** Dataset content follows **
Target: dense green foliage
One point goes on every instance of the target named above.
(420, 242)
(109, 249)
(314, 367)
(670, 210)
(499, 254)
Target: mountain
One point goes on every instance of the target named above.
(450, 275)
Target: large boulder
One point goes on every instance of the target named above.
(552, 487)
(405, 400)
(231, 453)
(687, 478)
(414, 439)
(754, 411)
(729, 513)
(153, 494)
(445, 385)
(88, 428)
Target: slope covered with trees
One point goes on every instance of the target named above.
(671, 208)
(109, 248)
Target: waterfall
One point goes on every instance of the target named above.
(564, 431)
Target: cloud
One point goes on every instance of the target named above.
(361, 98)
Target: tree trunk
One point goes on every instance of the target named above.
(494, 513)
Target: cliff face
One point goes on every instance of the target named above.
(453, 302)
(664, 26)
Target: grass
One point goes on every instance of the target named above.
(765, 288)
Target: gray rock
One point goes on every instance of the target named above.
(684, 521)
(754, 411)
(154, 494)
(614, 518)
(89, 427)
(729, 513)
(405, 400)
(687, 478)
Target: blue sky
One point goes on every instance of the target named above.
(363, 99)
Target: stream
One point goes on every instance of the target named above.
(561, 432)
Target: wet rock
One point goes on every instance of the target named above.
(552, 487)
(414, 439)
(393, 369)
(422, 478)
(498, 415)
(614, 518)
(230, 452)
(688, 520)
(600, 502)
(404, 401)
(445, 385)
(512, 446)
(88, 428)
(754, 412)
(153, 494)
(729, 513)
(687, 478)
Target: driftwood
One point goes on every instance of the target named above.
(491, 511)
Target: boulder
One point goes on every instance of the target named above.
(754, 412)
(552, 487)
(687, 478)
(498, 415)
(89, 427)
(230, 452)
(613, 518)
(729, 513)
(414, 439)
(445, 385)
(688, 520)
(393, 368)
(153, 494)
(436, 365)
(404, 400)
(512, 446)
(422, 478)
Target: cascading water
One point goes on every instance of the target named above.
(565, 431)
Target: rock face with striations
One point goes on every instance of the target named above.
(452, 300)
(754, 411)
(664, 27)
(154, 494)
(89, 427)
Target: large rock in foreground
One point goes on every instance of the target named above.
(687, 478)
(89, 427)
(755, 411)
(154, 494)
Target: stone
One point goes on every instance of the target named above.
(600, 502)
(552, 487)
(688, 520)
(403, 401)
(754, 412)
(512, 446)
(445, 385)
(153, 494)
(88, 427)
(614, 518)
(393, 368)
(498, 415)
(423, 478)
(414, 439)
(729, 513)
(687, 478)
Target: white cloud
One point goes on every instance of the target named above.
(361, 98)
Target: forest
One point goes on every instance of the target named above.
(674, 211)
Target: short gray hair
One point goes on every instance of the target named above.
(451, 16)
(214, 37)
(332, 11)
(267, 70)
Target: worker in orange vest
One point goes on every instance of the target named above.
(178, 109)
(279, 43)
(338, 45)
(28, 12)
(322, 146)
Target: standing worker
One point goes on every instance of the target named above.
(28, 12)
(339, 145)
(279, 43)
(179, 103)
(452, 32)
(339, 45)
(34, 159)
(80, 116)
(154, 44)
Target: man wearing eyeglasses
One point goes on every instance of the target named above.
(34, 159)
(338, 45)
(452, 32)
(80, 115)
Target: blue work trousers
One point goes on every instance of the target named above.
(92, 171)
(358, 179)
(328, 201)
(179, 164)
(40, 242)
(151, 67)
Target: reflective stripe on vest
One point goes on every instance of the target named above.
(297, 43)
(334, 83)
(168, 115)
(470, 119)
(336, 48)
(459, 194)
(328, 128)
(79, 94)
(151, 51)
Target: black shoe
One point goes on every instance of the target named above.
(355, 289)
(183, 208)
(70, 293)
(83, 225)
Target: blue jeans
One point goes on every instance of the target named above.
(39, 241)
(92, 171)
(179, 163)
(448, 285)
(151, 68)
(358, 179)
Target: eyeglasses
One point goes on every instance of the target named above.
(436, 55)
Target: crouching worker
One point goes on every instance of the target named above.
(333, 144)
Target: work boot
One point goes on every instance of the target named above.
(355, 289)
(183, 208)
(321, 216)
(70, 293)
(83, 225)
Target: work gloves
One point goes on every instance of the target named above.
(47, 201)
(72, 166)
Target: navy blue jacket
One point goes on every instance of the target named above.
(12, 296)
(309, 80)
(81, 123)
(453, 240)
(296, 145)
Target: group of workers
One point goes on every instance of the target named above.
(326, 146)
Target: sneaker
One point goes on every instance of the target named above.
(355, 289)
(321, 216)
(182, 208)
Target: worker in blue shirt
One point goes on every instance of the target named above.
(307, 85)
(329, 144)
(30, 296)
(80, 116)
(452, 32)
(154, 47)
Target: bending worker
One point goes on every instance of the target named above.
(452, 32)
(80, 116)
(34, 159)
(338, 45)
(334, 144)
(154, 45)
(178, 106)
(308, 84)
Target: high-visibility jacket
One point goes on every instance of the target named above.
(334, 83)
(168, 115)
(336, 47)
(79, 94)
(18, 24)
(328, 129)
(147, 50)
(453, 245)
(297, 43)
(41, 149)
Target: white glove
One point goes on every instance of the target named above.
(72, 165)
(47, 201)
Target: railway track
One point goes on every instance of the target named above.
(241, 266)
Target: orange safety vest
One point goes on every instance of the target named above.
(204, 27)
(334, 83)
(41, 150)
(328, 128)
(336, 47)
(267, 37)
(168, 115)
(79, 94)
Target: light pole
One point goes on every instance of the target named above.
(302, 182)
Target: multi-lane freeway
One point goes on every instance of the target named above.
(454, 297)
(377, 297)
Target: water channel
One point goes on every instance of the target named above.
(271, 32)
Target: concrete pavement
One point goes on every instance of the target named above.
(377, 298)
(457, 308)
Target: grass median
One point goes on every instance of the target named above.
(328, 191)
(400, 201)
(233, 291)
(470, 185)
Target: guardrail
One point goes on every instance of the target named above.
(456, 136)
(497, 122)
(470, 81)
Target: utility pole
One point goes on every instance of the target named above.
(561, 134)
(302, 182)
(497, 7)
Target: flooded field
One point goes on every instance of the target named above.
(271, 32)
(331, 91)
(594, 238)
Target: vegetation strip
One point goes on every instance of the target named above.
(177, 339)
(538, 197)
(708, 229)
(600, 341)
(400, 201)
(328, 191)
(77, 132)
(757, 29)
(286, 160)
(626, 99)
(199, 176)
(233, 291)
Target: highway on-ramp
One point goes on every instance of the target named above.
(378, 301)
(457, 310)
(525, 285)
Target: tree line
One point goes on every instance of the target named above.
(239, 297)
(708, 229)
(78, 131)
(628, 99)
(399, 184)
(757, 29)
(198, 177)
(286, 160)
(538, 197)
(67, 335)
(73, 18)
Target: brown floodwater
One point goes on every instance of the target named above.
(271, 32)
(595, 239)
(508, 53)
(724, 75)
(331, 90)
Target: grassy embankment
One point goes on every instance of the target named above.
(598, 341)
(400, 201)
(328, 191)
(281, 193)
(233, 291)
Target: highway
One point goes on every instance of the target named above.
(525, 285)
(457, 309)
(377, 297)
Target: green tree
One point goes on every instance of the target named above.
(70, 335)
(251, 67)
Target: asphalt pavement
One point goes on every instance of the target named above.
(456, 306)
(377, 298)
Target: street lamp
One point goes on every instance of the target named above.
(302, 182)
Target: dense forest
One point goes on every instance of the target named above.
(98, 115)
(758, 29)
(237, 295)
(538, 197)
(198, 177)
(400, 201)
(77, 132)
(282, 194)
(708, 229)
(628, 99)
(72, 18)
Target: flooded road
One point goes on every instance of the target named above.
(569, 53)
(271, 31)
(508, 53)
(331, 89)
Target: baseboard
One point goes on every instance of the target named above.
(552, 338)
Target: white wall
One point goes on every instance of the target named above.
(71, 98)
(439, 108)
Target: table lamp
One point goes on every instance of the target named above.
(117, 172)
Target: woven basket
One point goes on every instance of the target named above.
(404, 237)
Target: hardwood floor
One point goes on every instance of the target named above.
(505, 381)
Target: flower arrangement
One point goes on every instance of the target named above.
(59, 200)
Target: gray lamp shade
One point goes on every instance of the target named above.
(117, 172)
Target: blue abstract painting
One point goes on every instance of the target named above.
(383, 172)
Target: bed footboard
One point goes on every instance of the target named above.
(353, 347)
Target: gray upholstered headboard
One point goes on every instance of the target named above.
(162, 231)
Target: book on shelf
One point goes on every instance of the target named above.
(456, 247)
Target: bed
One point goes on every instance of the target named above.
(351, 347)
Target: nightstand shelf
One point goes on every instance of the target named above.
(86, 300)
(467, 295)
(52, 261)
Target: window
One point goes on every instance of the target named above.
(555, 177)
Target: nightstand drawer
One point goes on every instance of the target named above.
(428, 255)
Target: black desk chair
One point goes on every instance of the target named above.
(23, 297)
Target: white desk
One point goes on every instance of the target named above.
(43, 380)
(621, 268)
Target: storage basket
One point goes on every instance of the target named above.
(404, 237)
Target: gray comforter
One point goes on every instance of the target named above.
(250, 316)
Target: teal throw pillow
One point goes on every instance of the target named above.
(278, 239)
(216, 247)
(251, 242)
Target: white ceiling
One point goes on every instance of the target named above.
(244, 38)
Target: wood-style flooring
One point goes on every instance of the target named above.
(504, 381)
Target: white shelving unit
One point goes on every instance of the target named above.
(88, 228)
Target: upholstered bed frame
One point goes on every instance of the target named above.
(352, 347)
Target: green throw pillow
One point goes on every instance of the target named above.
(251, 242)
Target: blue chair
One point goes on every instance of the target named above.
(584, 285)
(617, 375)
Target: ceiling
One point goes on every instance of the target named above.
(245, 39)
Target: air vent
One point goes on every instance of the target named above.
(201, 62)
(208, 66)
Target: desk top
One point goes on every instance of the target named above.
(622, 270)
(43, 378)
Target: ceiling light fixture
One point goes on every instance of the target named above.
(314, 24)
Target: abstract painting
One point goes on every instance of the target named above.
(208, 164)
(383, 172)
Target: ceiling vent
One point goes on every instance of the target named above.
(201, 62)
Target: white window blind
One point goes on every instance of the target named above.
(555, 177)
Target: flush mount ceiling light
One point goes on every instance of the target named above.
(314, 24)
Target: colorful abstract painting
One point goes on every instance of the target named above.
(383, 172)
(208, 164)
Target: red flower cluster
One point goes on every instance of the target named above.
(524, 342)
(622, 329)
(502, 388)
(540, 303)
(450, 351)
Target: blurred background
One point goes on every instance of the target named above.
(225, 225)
** End of Dataset content **
Output each line exactly, from the first line of the data down to the line that contains "Target: slope covered with trees", both included.

Target: dense green foliage
One point goes on every instance of the target named above.
(420, 242)
(109, 249)
(314, 367)
(670, 210)
(499, 254)
Target: mountain
One point goes on every instance of the target named above.
(450, 275)
Target: large boulder
One point goes on every instance of the target named above.
(552, 487)
(405, 400)
(231, 453)
(687, 478)
(414, 439)
(754, 411)
(729, 513)
(153, 494)
(445, 385)
(88, 428)
Target: slope covered with trees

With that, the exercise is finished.